### Verständnis prüfen
1) Fassen Sie den Absatz des Textauszugs zu AID-Systemen, der mit „Während das Mini-MedTM-670G-System“ beginnt, als kurze Liste zusammen.
2) Wie viel Prozent der Zeit verbrachten Anwender von AID-Systemen laut dem Textauszug zu AID-Systemen in aktuellen Studien im Schnitt im Zielbereich?

──────── Ausgewählter Textauszug

Auch Looper brauchen gelegentlich einen Coach

AID-Systeme in der Diabetesberatung

Berlin. AID steht für Automated Insulin Delivery und ist derzeit der wichtigste Trend in der Diabetestechnologie. Behandlungsteams blicken da manchmal skeptisch auf die neuen Systeme, die autonom in die Insulinabgabe eingreifen oder komplexe Dosisempfehlungen machen. Brauchen Menschen mit Diabetes, die sie nutzen, überhaupt noch Beratung durch Diabetesteams?

Der Diabetologe Dr. Bernhard Gehr, m&i Fachklinik Bad Heilbrunn, und die Diabetesberaterin Ulrike Thurm aus Berlin sind sich sicher, dass es auch mit immer ausgefeilteren Systemen weiterhin Bedarf für ihre Zunft gibt. Aktuell seien drei kommerzielle Systeme verfügbar bzw. stünden kurz vor der Markteinführung, berichtete Dr. Gehr.

Während das Mini-MedTM-670G-System der Firma Medtronic bereits in Deutschland auf dem Markt ist, hat die Control-IQTM-Technologie der Firma Tandem erst kürzlich die US-amerikanische Zulassung erhalten. Für das DBLG1®-System der Firma Diabeloop wiederum liegt bislang nur eine CE-Kennzeichnung vor.

Auch die Bedienung eines AID-Systems will gelernt sein
„Die Algorithmen der drei Systeme sind nicht vergleichbar“, betonte der Experte, „doch es gibt natürlich Gemeinsamkeiten.“ So setze die Nutzung von AID-Systemen immer voraus, dass die Anwender sämtliche traditionellen Aspekte der Pumpen und CGM-Therapie beherrschen. Auch das konventionelle Bolus-Management sei weiterhin entscheidend: Schätzen von Kohlenhydratmengen, Bolus-Ess-Abstand, korrekte BE und Korrekturfaktoren.

In aktuellen Studien hätten die Anwender von AID-Systemen im Schnitt 70 % der Zeit im Zielbereich (Time in Range, TiR) verbracht und nur 1–3 % der Zeit im hypoglykämischen Bereich. „Doch wer alle die genannten Punkte gewissenhaft und engagiert betreibt, kann auch ohne AID-System sein Diabetesmanagement deutlich optimieren“, ist sich Dr. Gehr sicher.

────────────────
──────── Datenabschnitt

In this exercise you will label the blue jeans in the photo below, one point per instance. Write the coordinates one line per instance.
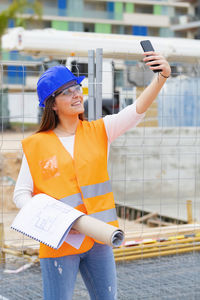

────────────────

### Lösungen
1)
- Mini-MedTM-670G-System (Medtronic): in Deutschland bereits auf dem Markt
- Control-IQTM-Technologie (Tandem): erst kürzlich in den USA zugelassen
- DBLG1®-System (Diabeloop): bislang nur CE-Kennzeichnung

2) Im Schnitt 70 % der Zeit.